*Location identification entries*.
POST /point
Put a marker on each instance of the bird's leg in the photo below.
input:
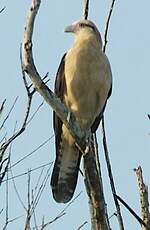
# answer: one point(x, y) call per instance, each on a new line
point(88, 142)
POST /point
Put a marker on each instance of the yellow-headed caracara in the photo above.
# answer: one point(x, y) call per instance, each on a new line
point(83, 83)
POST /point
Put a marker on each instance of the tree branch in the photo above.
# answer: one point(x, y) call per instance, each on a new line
point(29, 67)
point(120, 219)
point(143, 190)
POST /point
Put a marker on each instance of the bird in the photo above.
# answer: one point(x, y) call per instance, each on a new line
point(84, 84)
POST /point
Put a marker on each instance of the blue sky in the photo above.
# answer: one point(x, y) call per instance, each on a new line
point(127, 124)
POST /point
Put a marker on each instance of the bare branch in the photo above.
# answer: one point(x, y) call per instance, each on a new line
point(2, 9)
point(143, 190)
point(85, 9)
point(29, 67)
point(2, 107)
point(11, 109)
point(120, 220)
point(130, 210)
point(82, 225)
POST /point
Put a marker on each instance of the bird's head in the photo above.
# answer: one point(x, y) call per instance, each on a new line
point(83, 26)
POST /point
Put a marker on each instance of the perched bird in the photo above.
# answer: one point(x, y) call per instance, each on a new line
point(83, 82)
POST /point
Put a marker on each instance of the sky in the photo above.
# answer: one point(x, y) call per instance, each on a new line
point(127, 124)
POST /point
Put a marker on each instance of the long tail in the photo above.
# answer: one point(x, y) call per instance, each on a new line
point(65, 172)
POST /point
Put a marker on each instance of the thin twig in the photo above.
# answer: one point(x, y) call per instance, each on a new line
point(85, 9)
point(30, 68)
point(2, 107)
point(82, 225)
point(16, 190)
point(8, 115)
point(107, 25)
point(131, 210)
point(120, 220)
point(2, 9)
point(28, 218)
point(143, 190)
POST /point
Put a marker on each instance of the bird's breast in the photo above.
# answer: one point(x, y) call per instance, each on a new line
point(86, 80)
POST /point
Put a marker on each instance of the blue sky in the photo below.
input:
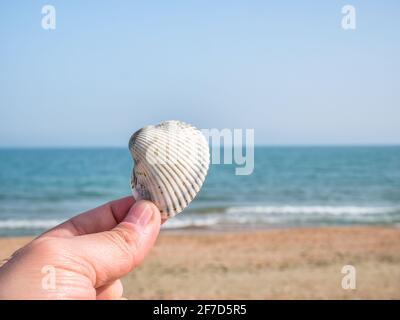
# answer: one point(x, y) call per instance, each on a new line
point(285, 68)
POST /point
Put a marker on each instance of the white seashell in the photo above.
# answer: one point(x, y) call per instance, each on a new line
point(171, 161)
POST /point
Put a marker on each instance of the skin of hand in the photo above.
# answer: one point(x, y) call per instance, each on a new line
point(84, 257)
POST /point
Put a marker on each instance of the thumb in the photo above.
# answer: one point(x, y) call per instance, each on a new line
point(112, 254)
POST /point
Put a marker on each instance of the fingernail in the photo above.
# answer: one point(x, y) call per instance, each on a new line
point(140, 213)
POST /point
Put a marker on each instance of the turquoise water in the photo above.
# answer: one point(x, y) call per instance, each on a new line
point(290, 186)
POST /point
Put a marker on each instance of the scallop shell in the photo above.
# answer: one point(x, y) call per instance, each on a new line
point(171, 161)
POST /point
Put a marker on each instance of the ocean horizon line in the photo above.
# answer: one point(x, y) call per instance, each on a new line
point(283, 145)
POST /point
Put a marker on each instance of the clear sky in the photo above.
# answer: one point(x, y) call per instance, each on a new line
point(285, 68)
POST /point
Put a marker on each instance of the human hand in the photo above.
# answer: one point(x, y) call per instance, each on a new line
point(84, 257)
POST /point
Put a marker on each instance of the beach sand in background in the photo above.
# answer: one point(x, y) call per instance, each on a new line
point(271, 264)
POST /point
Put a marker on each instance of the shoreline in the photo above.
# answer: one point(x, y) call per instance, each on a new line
point(294, 263)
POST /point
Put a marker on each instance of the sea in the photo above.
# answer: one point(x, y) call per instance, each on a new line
point(300, 186)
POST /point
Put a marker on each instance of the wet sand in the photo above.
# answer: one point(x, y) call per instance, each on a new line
point(271, 264)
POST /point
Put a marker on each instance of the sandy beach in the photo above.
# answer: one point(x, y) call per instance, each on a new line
point(271, 264)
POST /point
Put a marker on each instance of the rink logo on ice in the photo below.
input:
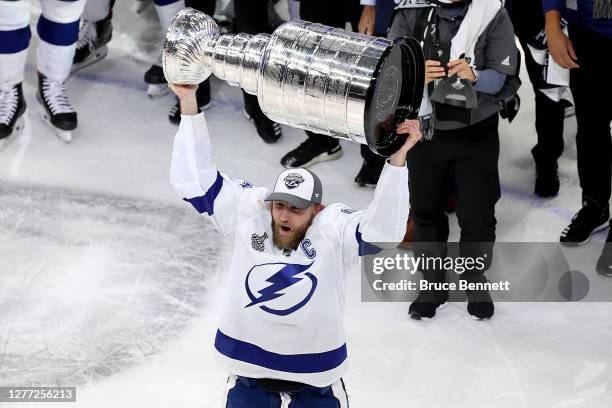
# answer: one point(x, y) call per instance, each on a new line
point(280, 288)
point(293, 180)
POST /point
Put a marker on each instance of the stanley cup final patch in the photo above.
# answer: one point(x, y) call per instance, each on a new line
point(292, 180)
point(257, 241)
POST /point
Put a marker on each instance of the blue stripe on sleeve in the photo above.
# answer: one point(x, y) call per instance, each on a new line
point(365, 248)
point(206, 203)
point(290, 363)
point(14, 41)
point(164, 2)
point(58, 33)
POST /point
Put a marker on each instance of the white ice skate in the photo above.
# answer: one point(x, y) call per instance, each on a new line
point(55, 108)
point(12, 111)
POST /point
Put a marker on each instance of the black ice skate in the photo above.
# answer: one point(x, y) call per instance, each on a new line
point(55, 108)
point(91, 46)
point(590, 219)
point(427, 303)
point(12, 108)
point(158, 86)
point(480, 305)
point(310, 152)
point(369, 174)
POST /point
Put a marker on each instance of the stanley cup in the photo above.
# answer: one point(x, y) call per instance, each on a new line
point(310, 76)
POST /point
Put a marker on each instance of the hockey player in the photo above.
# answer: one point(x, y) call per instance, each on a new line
point(95, 32)
point(58, 29)
point(281, 334)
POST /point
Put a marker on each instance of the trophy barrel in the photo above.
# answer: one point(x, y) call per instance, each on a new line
point(342, 84)
point(186, 56)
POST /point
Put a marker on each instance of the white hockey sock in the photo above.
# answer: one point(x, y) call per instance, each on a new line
point(14, 41)
point(58, 29)
point(96, 10)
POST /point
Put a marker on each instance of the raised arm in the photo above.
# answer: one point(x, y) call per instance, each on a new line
point(194, 174)
point(385, 218)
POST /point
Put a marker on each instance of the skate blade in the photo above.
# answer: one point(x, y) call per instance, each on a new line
point(64, 135)
point(157, 90)
point(98, 55)
point(142, 5)
point(17, 130)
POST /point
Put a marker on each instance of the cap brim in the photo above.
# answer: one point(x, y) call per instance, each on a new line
point(297, 202)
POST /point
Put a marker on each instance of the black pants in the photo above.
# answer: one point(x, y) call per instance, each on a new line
point(592, 88)
point(469, 156)
point(208, 7)
point(549, 117)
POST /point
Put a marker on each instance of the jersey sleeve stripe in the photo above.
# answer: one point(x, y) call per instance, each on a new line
point(365, 248)
point(58, 33)
point(206, 203)
point(291, 363)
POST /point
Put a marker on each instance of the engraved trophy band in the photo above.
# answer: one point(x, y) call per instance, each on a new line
point(306, 75)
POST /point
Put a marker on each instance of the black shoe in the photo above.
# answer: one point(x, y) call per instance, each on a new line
point(480, 305)
point(604, 263)
point(426, 304)
point(12, 108)
point(547, 181)
point(269, 131)
point(590, 219)
point(369, 174)
point(310, 152)
point(202, 97)
point(91, 46)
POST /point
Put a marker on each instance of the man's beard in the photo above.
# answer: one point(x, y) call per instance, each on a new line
point(290, 241)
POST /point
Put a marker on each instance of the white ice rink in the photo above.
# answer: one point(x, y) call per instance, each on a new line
point(110, 283)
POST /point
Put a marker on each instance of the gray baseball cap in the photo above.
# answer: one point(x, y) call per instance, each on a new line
point(299, 187)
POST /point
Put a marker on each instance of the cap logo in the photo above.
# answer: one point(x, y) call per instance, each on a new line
point(293, 180)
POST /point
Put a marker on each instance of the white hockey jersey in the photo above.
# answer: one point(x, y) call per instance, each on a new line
point(283, 312)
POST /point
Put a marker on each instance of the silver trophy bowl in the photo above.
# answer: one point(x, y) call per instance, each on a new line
point(306, 75)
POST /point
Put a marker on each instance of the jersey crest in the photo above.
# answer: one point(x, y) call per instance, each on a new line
point(280, 288)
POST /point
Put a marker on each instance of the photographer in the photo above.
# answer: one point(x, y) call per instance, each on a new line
point(587, 53)
point(471, 60)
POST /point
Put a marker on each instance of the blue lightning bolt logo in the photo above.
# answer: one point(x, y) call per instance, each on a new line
point(279, 281)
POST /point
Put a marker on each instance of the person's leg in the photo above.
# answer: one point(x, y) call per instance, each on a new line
point(58, 31)
point(242, 392)
point(251, 17)
point(370, 169)
point(333, 396)
point(549, 118)
point(96, 10)
point(95, 31)
point(14, 40)
point(315, 149)
point(428, 174)
point(477, 192)
point(154, 76)
point(593, 143)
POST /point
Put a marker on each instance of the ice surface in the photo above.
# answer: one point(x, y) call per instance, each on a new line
point(108, 281)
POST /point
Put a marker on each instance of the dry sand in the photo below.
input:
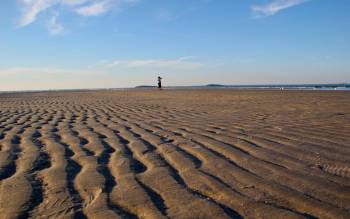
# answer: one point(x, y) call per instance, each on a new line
point(175, 154)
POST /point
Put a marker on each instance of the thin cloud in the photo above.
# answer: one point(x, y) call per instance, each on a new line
point(274, 7)
point(184, 63)
point(31, 9)
point(95, 9)
point(53, 26)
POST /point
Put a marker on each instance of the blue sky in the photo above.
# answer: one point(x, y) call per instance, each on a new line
point(59, 44)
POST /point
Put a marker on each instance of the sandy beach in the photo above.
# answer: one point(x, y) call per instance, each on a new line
point(216, 153)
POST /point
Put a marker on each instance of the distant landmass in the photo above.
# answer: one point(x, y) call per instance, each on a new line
point(340, 86)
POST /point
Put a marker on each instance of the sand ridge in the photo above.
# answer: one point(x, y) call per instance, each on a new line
point(175, 154)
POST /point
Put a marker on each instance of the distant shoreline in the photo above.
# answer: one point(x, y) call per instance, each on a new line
point(342, 87)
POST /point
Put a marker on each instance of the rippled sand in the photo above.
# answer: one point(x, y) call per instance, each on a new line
point(175, 154)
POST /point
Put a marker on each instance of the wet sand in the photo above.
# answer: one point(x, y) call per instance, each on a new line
point(175, 154)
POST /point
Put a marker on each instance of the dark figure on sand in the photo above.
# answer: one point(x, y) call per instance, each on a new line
point(160, 82)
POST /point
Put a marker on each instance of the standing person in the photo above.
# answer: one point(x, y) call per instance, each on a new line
point(160, 82)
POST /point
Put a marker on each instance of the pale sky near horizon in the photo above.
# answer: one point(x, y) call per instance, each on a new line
point(73, 44)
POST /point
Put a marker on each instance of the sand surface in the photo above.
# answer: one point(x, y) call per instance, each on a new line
point(175, 154)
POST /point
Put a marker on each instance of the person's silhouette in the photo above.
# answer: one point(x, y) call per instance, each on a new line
point(160, 82)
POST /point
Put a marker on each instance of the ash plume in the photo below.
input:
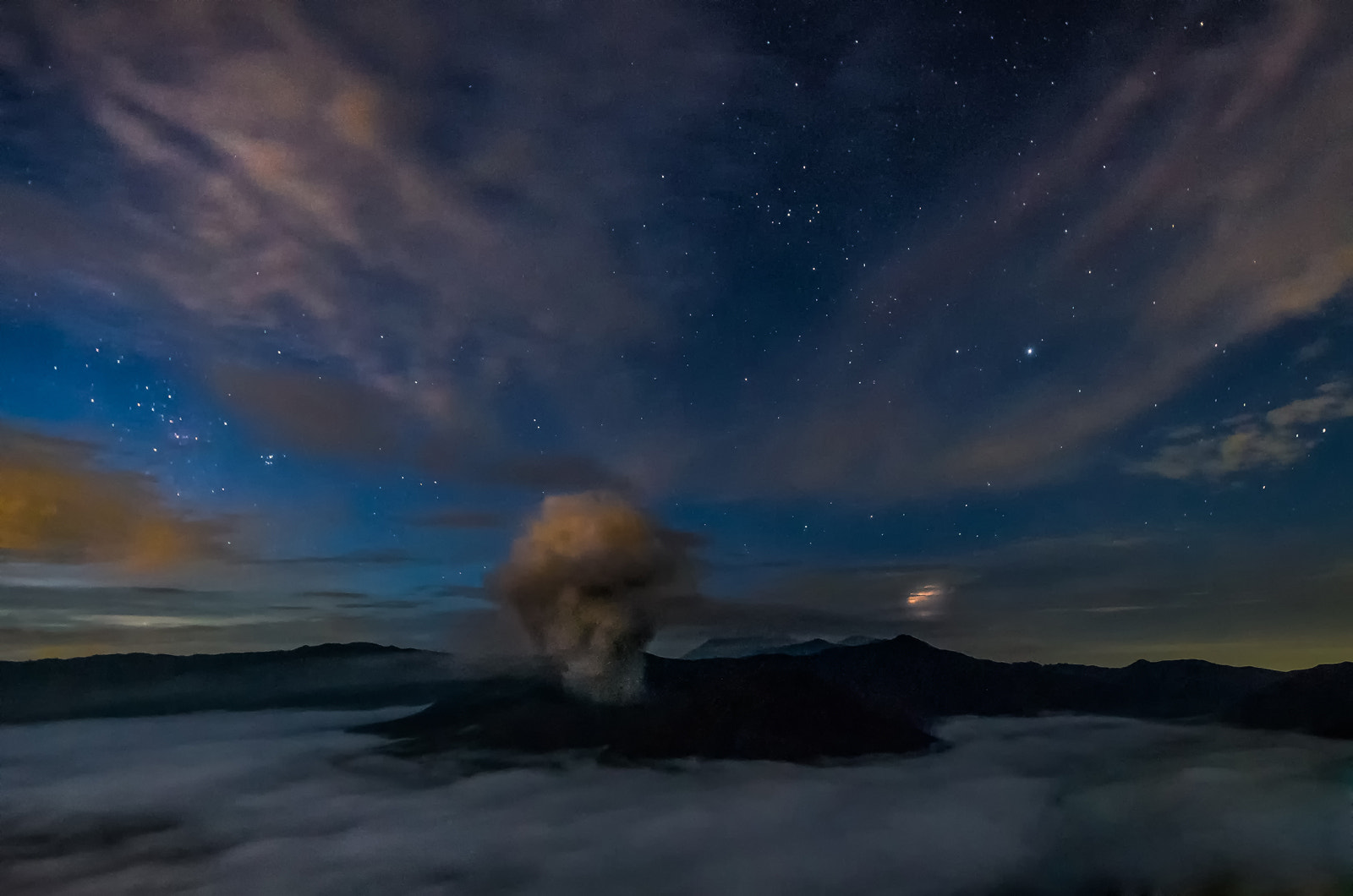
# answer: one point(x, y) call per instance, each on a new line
point(583, 576)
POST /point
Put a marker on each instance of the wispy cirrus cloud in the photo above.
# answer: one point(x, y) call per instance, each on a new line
point(1251, 441)
point(1201, 202)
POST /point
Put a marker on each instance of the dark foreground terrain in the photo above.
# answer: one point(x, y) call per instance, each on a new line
point(839, 702)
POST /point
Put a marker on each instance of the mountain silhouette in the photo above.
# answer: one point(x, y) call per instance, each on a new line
point(808, 704)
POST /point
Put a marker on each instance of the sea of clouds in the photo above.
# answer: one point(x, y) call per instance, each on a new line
point(288, 803)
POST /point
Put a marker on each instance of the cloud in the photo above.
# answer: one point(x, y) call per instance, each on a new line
point(1201, 200)
point(1251, 441)
point(58, 504)
point(425, 198)
point(284, 803)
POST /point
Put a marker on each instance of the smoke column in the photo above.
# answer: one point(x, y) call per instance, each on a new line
point(581, 578)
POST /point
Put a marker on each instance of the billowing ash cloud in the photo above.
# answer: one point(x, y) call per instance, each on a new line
point(581, 578)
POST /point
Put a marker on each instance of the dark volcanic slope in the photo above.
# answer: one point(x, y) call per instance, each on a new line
point(331, 675)
point(692, 711)
point(1317, 700)
point(908, 675)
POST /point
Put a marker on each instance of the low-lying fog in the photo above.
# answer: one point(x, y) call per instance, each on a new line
point(288, 803)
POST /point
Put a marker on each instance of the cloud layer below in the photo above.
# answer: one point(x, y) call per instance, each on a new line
point(284, 803)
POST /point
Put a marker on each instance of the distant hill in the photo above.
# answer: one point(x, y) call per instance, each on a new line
point(825, 702)
point(1314, 702)
point(802, 702)
point(329, 675)
point(732, 647)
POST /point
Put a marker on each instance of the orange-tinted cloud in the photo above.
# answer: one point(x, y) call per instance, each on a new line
point(403, 189)
point(58, 505)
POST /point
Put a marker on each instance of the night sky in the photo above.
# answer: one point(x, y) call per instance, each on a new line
point(1023, 328)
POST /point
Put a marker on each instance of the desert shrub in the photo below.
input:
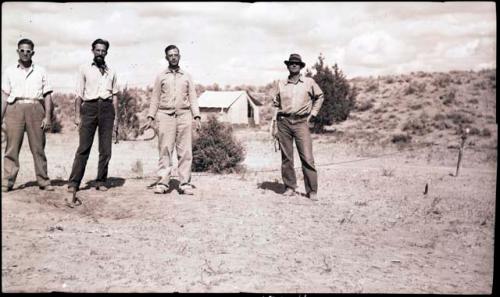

*Set task*. Pick out and copy every line in the entries above that contains the word "jersey".

*Complete output*.
Put a marker on each instance of the jersey sleeve stripe in the photo above.
Put a marker on each instance of the white hockey jersey in the photo above.
Put a marker on each instance of the jersey crest in the photo above.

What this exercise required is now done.